Consigne:
Recopiez le passage du texte sur la culture visuelle des années 90 qui commence aux mots « Pour la promotion » et s'arrête après « de pages vues. », en remplaçant « Adidas » par « la marque ».

Texte d'étude:
Le site pour l’album « Everything Now » des Arcade Fire se présente comme une série en cascade de fenêtres pop-up façon Windows 98.
La page d’accueil du site de Solange rappelle également le bureau d’un iMac G3, avec des fenêtres QuickTime et des icônes de dossiers.
Pour la promotion des derniers modèles de sa série Yung, inspirée des années 90, Adidas a réalisé un site qui reprend les codes de l’esthétique, très discutable, des premières années d’Internet, faites de gifs animés démesurés, de répétitions d’images sur fond désorganisé, de pixel art, de fontes système, de bannières « under construction » et de compteurs de pages vues.
Rave Culture
À la fin des années 80, un nouveau genre musical débarque de Chicago : l’acid house, qui s’impose rapidement et fait fureur dans les années 90, au Royaume-Uni d’abord, puis dans toute l’Europe, dans les clubs, entrepôts, souterrains, forêts, souvent de manière illégale. On adopte alors le terme de « rave » pour désigner la sous-culture qui se développe autour du mouvement acid house.
L’unique façon de faire connaître les événements rave, outre le bouche-à-oreille, était de distribuer flyers et invitations. Ces derniers développèrent vite un style très particulier, marqué par la spontanéité et le désintérêt pour les conventions. La typographie affichait des gros caractères gras, que même un esprit embué pouvait lire, des couleurs criardes, des arrière-plans sombres et foncés. Les images et les motifs s’inspiraient souvent de la science-fiction et du surréalisme, ou provenaient parfois d’illustrations d’artistes du calibre de Escher.
De nombreux designers se sont récemment intéressés au langage graphique de la rave culture. David Rudnik, designer anglais, collectionne, sur son site, des posters et graphismes des années 90, dont il s’inspire pour ses propres travaux.
Le projet Well Wishers 88 de Ruben Martinho consiste en une production prolifique de posters et graphismes, dans lesquels on retrouve l’influence, quelque peu réinterprétée, des flyers iconiques de Fantazia, Dreamscape et Perception.

Extraits d'un jeu de données:
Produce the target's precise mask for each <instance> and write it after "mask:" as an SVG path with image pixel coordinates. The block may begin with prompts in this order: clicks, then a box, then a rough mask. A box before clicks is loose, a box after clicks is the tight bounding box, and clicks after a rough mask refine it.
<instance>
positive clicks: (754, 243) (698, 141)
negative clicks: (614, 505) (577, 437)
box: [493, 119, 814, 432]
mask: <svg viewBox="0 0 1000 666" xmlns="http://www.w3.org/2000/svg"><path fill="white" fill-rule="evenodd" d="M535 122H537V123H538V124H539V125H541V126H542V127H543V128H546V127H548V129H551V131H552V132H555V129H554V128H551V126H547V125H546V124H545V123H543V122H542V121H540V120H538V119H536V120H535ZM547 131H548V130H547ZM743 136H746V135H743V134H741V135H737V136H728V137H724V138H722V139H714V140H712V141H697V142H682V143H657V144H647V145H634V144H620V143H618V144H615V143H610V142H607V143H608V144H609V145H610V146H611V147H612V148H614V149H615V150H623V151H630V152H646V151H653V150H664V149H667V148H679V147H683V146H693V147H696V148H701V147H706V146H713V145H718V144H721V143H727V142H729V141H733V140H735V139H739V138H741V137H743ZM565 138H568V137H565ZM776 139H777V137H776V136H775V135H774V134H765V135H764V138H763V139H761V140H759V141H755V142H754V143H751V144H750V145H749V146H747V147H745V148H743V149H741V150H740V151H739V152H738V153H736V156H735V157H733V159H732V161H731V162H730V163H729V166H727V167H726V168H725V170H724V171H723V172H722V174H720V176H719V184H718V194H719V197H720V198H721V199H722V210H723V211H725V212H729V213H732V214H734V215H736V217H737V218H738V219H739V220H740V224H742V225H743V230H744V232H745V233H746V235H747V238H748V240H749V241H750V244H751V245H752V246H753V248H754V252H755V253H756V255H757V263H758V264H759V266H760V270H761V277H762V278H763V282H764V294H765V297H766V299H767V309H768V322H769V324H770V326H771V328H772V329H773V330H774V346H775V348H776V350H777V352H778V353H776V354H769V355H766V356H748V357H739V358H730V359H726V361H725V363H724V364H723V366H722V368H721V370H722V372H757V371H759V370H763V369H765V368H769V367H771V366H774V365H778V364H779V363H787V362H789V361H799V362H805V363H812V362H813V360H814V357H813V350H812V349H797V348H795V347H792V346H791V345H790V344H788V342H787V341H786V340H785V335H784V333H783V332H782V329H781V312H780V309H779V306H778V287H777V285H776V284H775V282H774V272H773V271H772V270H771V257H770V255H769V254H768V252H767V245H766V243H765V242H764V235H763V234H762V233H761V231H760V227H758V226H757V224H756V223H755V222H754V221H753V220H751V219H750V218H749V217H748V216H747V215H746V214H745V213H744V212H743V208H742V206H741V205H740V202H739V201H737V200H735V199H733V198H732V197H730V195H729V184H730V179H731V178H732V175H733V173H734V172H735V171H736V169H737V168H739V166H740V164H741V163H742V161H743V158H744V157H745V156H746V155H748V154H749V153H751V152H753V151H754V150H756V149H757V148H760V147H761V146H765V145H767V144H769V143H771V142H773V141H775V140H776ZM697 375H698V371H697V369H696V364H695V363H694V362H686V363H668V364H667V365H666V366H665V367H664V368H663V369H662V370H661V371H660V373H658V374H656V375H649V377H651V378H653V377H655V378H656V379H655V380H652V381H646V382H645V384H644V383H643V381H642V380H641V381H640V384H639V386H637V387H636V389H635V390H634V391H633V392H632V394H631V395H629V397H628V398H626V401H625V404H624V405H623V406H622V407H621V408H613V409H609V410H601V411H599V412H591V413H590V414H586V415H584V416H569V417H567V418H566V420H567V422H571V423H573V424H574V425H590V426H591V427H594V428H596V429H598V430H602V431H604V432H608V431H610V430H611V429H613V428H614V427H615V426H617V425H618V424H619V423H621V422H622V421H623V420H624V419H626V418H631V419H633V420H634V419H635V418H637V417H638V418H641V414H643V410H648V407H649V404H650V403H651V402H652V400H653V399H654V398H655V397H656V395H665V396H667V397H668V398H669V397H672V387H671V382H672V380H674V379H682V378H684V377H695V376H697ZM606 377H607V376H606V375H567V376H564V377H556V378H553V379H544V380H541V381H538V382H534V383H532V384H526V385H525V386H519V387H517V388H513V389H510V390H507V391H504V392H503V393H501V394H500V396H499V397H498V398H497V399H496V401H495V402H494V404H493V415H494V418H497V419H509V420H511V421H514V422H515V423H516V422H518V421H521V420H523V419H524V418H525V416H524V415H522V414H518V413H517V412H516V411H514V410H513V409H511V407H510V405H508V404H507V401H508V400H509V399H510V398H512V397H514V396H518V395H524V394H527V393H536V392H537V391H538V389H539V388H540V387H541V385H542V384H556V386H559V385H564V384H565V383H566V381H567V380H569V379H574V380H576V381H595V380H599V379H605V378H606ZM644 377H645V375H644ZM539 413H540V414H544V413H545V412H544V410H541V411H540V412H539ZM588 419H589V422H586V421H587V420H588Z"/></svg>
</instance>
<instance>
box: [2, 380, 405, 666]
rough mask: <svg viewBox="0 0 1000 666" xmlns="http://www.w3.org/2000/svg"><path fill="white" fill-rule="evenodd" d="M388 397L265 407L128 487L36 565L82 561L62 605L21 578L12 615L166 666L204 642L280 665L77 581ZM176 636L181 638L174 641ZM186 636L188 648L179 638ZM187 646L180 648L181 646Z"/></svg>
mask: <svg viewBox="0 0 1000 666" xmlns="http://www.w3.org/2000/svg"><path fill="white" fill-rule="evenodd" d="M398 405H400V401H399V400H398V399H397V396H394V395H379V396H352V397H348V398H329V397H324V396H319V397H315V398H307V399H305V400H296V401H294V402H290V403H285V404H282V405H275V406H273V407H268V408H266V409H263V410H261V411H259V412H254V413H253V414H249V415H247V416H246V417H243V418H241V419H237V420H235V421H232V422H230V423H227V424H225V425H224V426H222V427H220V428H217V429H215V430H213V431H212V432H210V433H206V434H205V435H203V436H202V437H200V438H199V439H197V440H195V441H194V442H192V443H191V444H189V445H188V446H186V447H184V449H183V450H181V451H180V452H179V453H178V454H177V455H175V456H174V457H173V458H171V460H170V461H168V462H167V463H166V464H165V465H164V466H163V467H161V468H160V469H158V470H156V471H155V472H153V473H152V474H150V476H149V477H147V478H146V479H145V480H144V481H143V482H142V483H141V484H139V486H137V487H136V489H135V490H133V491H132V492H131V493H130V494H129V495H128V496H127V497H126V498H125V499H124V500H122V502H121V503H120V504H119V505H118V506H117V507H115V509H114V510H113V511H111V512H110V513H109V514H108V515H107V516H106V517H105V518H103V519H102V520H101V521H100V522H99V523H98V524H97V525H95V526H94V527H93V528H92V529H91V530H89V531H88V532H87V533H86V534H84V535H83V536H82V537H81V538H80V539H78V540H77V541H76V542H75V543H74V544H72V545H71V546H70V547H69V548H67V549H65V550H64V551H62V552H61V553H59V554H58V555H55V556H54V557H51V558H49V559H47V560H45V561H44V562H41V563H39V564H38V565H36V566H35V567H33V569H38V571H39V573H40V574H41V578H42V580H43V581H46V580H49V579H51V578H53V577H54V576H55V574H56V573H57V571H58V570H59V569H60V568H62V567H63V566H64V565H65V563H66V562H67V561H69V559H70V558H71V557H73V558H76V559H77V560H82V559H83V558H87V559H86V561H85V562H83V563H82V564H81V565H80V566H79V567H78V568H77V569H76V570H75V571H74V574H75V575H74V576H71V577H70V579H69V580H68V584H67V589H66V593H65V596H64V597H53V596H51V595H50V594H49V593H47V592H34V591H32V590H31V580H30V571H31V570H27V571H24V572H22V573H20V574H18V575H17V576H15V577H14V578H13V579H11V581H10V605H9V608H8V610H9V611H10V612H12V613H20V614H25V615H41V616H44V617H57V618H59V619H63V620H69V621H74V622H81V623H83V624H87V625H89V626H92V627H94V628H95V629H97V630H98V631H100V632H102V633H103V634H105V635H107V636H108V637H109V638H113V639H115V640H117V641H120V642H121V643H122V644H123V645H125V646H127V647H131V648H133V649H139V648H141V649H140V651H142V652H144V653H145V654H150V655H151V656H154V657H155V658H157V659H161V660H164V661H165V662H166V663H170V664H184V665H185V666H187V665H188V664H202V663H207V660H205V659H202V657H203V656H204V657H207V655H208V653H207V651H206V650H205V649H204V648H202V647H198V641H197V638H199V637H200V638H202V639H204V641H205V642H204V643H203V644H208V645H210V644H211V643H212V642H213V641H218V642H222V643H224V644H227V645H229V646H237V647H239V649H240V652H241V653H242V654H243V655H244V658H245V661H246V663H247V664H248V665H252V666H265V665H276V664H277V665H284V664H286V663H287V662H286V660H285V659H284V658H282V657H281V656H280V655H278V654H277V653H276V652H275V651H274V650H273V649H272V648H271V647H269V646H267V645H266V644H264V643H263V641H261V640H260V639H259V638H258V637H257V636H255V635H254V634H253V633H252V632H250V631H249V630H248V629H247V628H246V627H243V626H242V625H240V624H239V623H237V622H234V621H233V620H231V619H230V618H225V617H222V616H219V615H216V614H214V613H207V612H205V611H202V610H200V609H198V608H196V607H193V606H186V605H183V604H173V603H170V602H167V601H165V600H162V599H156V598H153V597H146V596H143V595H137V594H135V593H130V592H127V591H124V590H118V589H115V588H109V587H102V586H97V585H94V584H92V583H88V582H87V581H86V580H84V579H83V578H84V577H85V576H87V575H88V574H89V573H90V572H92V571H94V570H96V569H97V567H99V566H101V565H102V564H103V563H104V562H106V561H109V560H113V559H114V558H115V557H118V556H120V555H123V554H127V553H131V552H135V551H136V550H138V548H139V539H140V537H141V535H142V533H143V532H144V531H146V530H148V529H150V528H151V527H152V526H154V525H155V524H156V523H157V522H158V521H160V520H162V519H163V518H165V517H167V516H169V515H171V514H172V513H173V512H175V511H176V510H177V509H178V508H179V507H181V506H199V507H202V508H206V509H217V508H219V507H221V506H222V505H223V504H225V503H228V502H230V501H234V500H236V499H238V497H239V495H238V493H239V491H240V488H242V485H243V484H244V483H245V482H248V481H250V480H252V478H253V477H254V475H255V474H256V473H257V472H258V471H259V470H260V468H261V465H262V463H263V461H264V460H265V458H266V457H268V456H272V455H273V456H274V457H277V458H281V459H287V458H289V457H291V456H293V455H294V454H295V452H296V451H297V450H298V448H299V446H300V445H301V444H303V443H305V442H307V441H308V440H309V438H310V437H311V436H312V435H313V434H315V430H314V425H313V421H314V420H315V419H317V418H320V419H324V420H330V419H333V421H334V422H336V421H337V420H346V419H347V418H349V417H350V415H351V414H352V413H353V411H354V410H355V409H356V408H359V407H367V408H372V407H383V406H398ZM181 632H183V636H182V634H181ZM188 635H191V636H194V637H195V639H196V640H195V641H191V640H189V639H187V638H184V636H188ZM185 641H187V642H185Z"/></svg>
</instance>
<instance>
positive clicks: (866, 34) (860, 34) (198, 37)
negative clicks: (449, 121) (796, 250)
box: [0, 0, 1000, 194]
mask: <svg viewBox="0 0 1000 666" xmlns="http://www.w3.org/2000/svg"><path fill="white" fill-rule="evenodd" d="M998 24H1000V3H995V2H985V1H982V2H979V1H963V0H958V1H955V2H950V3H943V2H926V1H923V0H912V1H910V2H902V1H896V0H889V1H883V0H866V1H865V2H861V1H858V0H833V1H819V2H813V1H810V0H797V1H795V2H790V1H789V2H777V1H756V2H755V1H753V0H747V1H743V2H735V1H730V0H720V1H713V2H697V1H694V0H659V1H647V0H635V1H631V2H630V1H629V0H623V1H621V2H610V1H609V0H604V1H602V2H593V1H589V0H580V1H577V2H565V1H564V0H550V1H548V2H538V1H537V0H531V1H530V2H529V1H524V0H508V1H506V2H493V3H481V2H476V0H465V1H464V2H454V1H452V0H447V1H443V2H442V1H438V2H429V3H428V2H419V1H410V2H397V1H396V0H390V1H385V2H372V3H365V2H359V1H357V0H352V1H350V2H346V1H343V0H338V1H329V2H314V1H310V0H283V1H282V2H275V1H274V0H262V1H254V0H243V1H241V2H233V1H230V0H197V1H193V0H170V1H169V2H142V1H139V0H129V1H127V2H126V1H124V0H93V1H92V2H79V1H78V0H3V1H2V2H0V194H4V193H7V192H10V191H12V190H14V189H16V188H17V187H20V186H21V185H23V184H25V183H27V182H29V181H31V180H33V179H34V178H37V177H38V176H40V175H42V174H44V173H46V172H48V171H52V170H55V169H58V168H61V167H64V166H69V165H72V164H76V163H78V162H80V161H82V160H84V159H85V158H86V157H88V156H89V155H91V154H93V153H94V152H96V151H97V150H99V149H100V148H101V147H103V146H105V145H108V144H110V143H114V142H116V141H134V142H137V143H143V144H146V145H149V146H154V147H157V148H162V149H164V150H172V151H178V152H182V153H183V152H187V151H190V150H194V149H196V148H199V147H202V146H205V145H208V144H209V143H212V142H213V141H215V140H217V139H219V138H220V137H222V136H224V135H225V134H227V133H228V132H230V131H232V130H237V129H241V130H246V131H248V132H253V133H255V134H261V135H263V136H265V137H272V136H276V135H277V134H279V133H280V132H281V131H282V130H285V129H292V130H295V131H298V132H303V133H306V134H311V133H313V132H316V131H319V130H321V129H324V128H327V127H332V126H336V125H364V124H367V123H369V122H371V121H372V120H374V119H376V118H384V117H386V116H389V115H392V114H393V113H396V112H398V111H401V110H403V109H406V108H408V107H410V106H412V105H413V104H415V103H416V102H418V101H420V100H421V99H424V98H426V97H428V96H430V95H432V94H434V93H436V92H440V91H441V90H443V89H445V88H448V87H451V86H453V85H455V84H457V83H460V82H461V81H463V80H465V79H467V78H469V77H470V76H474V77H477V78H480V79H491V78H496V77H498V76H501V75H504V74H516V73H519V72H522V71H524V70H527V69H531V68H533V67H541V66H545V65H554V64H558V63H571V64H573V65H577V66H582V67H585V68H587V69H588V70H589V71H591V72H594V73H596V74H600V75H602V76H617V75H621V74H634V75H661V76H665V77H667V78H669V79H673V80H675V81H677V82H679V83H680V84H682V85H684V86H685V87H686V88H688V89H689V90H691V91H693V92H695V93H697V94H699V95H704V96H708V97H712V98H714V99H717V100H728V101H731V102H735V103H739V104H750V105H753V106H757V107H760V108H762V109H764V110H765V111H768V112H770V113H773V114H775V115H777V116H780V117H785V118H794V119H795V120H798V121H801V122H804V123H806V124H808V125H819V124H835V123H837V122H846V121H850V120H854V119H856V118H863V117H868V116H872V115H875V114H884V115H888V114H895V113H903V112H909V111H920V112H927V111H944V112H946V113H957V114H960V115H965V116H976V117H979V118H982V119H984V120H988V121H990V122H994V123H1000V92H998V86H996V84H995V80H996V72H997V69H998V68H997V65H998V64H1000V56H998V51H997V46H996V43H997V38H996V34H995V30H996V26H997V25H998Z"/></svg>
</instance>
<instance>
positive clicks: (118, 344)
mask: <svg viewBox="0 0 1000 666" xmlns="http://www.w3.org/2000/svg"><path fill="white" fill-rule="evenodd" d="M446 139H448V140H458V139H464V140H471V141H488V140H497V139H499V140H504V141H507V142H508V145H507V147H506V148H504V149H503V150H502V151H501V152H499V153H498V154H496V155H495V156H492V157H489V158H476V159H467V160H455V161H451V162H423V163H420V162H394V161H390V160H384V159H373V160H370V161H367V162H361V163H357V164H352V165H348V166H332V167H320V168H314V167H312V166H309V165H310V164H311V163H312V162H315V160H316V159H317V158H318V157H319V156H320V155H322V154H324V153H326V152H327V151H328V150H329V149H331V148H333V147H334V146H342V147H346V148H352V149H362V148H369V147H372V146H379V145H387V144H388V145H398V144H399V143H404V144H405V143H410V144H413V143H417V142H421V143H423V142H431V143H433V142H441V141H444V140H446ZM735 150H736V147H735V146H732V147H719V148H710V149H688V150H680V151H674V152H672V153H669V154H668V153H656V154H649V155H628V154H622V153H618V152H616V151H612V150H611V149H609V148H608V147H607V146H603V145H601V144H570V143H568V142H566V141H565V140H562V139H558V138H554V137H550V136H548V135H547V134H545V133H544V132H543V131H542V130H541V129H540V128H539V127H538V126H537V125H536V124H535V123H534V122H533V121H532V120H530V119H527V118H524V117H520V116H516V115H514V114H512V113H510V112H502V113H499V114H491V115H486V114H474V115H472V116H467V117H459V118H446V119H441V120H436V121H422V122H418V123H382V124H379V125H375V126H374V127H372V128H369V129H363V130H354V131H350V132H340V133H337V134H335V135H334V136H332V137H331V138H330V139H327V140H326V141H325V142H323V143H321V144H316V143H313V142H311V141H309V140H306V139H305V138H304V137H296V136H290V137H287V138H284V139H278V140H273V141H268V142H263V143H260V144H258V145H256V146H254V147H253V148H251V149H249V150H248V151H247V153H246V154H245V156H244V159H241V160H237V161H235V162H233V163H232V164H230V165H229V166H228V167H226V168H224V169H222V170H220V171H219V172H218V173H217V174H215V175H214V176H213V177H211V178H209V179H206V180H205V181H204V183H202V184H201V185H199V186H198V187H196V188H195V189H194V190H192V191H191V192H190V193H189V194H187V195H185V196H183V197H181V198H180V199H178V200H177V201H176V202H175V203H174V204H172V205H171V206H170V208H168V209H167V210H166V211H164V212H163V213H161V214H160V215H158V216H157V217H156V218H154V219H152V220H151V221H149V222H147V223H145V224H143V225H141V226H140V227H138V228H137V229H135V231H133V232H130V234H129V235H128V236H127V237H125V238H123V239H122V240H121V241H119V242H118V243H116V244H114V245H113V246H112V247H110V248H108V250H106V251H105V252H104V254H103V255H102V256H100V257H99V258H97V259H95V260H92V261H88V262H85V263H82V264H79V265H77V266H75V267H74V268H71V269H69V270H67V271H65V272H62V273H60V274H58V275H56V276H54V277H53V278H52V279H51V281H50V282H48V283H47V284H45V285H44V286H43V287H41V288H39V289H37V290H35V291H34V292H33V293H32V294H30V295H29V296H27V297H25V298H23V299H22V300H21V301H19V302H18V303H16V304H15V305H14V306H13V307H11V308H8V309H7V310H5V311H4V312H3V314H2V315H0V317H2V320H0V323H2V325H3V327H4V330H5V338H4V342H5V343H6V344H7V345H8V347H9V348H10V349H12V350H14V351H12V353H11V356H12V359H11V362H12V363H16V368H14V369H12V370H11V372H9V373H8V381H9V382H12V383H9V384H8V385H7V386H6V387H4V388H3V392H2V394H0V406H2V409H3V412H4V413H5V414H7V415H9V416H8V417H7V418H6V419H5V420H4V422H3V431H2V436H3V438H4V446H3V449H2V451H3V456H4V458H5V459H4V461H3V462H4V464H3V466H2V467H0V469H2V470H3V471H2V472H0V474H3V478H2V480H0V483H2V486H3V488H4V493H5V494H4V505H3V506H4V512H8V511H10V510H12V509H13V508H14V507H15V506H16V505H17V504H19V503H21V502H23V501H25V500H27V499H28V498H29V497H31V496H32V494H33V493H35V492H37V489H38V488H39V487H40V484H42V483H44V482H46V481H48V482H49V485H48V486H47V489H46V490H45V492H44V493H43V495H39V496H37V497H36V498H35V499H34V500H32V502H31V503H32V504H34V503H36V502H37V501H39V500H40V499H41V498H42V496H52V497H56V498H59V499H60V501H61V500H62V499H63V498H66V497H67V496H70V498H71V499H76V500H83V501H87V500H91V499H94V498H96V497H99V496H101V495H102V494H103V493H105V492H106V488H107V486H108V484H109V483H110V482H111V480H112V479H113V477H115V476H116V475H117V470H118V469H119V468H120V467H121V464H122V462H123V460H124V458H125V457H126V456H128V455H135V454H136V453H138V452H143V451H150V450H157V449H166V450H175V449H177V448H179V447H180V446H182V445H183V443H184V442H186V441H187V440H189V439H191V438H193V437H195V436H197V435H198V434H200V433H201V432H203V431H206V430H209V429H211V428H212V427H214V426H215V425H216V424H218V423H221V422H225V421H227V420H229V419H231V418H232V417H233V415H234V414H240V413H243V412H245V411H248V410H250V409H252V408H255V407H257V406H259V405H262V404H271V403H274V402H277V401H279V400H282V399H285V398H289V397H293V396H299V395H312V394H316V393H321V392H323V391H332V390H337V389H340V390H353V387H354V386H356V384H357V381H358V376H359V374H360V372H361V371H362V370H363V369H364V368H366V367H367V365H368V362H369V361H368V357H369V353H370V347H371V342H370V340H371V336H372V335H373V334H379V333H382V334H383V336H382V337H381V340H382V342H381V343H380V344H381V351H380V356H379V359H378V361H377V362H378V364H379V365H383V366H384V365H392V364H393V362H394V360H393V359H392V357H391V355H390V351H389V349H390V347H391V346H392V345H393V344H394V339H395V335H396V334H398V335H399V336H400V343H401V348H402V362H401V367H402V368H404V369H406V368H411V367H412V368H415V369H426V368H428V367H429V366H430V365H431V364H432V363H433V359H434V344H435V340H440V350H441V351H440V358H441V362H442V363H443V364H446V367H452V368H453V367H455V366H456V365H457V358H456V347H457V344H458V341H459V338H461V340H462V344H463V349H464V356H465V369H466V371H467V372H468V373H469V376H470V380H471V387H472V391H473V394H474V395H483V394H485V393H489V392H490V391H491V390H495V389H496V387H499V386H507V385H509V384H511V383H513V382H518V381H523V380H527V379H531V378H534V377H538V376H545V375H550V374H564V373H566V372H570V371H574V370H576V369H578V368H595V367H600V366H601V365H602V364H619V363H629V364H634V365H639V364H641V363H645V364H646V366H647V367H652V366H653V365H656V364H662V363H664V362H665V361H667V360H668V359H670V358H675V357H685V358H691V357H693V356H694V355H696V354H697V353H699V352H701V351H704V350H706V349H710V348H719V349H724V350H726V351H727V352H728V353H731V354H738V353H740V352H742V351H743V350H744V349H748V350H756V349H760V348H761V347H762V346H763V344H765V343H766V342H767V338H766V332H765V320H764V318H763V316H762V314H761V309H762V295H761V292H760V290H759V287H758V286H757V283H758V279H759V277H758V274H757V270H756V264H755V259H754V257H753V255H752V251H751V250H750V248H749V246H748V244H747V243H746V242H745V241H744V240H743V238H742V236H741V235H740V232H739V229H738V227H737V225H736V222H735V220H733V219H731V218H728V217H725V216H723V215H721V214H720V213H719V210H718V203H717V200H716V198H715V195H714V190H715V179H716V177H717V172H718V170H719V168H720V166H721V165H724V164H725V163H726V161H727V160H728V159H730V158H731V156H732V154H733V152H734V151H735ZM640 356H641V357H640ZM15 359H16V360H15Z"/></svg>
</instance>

Corrigé détaillé:
Pour la promotion des derniers modèles de sa série Yung, inspirée des années 90, la marque a réalisé un site qui reprend les codes de l’esthétique, très discutable, des premières années d’Internet, faites de gifs animés démesurés, de répétitions d’images sur fond désorganisé, de pixel art, de fontes système, de bannières « under construction » et de compteurs de pages vues.